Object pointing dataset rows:

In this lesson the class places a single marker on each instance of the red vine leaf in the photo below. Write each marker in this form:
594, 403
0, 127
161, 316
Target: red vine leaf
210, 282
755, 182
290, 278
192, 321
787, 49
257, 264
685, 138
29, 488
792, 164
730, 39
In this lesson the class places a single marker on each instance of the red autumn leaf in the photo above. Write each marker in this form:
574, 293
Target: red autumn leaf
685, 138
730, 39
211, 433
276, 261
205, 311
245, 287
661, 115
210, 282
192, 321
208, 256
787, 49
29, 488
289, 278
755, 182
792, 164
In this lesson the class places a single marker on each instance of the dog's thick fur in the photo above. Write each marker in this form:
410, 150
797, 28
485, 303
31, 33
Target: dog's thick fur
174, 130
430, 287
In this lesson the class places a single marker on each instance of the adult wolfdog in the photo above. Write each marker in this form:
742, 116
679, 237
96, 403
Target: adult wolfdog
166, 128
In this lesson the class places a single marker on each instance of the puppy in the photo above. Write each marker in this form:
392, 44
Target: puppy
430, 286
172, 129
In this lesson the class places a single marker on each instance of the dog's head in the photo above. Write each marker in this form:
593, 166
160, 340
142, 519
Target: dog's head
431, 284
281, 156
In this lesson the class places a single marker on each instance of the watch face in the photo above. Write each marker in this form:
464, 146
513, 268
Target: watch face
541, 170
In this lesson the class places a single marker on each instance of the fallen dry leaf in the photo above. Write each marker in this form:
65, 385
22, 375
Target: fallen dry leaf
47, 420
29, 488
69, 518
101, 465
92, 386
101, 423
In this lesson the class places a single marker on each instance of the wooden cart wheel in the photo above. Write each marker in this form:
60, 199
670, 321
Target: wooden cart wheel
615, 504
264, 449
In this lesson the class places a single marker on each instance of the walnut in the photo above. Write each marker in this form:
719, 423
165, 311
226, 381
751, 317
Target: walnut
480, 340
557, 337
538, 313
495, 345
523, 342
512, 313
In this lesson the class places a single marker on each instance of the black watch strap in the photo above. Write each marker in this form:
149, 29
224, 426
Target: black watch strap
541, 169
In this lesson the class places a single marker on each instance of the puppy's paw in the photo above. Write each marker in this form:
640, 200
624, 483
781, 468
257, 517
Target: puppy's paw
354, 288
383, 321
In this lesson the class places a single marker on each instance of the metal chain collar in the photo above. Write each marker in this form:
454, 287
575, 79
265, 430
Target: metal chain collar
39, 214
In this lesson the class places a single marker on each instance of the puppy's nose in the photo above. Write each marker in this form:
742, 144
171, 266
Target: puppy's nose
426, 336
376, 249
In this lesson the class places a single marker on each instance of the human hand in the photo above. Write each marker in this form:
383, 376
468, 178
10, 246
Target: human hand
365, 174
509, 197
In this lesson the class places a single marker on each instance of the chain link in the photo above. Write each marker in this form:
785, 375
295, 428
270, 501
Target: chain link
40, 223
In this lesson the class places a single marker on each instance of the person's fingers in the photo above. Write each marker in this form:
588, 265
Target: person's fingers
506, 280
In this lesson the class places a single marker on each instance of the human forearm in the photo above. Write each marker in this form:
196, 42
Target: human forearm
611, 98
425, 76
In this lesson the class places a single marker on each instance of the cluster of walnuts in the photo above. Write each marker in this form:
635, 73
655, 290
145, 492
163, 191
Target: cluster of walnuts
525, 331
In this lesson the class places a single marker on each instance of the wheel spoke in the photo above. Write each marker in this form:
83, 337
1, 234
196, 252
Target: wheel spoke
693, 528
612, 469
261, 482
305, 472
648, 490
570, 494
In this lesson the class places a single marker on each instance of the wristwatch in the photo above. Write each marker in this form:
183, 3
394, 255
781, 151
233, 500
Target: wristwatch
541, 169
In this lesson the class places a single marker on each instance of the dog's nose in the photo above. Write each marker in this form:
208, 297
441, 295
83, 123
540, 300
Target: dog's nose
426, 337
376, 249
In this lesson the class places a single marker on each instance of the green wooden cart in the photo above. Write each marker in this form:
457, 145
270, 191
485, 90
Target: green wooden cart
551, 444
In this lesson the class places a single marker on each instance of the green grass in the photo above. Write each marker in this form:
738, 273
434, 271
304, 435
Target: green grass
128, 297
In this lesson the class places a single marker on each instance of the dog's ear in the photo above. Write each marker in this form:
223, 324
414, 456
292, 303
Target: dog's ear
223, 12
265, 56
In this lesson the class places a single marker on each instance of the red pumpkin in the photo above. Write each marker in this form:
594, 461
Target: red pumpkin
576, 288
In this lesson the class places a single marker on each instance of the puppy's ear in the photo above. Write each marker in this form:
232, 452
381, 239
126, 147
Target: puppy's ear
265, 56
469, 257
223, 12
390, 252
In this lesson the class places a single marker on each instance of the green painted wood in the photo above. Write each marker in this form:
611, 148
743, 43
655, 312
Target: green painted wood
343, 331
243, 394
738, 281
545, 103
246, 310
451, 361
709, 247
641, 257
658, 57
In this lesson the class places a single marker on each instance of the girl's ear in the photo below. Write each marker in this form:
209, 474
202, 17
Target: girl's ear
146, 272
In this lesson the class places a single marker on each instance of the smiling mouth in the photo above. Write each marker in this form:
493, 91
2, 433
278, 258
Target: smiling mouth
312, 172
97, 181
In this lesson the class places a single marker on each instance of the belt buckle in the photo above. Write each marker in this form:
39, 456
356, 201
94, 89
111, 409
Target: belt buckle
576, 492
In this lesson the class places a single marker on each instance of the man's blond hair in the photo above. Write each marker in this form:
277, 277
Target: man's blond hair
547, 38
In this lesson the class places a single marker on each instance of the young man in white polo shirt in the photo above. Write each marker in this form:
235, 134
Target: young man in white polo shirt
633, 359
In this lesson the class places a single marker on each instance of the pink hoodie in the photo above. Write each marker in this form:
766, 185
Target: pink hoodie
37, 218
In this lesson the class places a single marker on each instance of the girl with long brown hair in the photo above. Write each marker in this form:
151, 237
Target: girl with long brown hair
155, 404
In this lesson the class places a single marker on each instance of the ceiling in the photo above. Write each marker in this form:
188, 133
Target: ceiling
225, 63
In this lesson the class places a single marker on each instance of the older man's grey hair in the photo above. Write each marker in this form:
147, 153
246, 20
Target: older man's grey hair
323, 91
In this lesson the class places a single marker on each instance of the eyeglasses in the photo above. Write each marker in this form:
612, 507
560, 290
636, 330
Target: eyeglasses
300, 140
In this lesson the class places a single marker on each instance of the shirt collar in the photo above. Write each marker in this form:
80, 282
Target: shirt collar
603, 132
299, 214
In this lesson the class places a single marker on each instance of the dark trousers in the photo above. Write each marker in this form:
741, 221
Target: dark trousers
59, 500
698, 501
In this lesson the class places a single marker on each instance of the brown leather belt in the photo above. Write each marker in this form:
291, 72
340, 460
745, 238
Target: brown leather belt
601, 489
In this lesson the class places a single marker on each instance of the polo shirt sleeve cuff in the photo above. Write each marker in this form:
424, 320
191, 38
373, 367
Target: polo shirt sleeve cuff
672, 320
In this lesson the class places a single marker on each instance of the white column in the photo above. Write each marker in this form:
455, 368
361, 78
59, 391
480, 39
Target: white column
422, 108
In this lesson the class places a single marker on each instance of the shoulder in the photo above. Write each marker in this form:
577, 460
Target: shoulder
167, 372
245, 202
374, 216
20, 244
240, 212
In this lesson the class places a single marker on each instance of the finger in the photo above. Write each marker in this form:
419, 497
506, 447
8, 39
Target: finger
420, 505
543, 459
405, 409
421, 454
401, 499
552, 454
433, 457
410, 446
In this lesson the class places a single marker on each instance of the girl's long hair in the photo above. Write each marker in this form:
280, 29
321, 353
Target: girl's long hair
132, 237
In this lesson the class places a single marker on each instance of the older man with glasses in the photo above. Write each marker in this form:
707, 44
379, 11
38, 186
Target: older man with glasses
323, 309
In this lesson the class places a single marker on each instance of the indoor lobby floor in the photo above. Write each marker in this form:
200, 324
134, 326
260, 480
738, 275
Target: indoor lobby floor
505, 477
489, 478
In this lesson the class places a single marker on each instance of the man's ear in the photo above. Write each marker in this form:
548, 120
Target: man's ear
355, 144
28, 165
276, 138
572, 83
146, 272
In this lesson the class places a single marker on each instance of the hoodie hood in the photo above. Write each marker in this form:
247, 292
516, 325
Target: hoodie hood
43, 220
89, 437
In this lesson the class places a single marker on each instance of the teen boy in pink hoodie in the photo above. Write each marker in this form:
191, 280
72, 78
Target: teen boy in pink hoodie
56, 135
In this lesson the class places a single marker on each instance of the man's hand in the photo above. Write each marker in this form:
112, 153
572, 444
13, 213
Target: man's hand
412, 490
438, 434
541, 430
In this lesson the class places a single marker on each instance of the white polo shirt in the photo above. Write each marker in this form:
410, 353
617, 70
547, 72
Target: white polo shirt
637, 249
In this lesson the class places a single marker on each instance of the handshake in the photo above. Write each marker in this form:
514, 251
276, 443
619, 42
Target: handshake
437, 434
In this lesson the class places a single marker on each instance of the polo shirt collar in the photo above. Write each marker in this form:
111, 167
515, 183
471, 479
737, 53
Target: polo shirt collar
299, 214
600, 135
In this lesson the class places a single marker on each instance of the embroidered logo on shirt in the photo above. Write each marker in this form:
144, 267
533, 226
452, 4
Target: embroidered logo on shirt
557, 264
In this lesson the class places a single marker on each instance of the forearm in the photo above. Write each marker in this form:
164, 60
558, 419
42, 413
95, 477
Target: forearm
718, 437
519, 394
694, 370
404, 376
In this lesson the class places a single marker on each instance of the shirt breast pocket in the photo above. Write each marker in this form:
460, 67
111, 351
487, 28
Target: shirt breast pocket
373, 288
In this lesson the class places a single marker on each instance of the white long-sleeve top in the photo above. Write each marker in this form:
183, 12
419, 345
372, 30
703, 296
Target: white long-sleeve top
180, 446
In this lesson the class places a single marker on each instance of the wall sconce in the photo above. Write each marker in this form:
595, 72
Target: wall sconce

What the exercise asks
Quote exactly the line containing "the white polo" and every later line through the end of the listing, and no other lines.

Final answer
In this lesson the class places a single marker on each instance of the white polo shirt in the photo above. Write each marker in this form:
410, 353
617, 70
547, 72
Target: white polo shirt
637, 249
In this lesson the class places a single marker on each instance of the handshake in the photo above. Write each marker in this form:
514, 251
276, 443
619, 42
Target: handshake
437, 434
In this lesson the class places a single marker on each instance of the polo shirt collar in the photo above. Write each marker in this form:
111, 167
515, 183
471, 479
737, 53
Target: polo shirt collar
299, 214
600, 135
In this lesson the class places a single marker on each instance of the embroidered logo on shirt in the photo above. Write each marker in this form:
144, 267
533, 226
452, 4
Target: embroidered logo on shirt
557, 264
In this lesson the class places a single marker on each instance of the forearm in the photo above. Write each marker in this form:
164, 60
558, 419
42, 413
95, 477
Target: forearm
718, 437
519, 394
694, 370
404, 376
In this lesson the class places a single marker on each instance of the shirt breast pocket in the photo above. Write each marker in this form:
460, 67
111, 351
487, 28
Target: shirt breast pocket
373, 288
In this lesson the class places a single marker on each instance of the white long-sleeve top in the photo above. Write each marker in this form:
183, 12
419, 345
372, 30
703, 296
Target: white long-sleeve top
180, 446
In this lesson the class places a single marker on each instance of the wall sconce in the photo above. Write each marker in this form:
595, 72
Target: wall sconce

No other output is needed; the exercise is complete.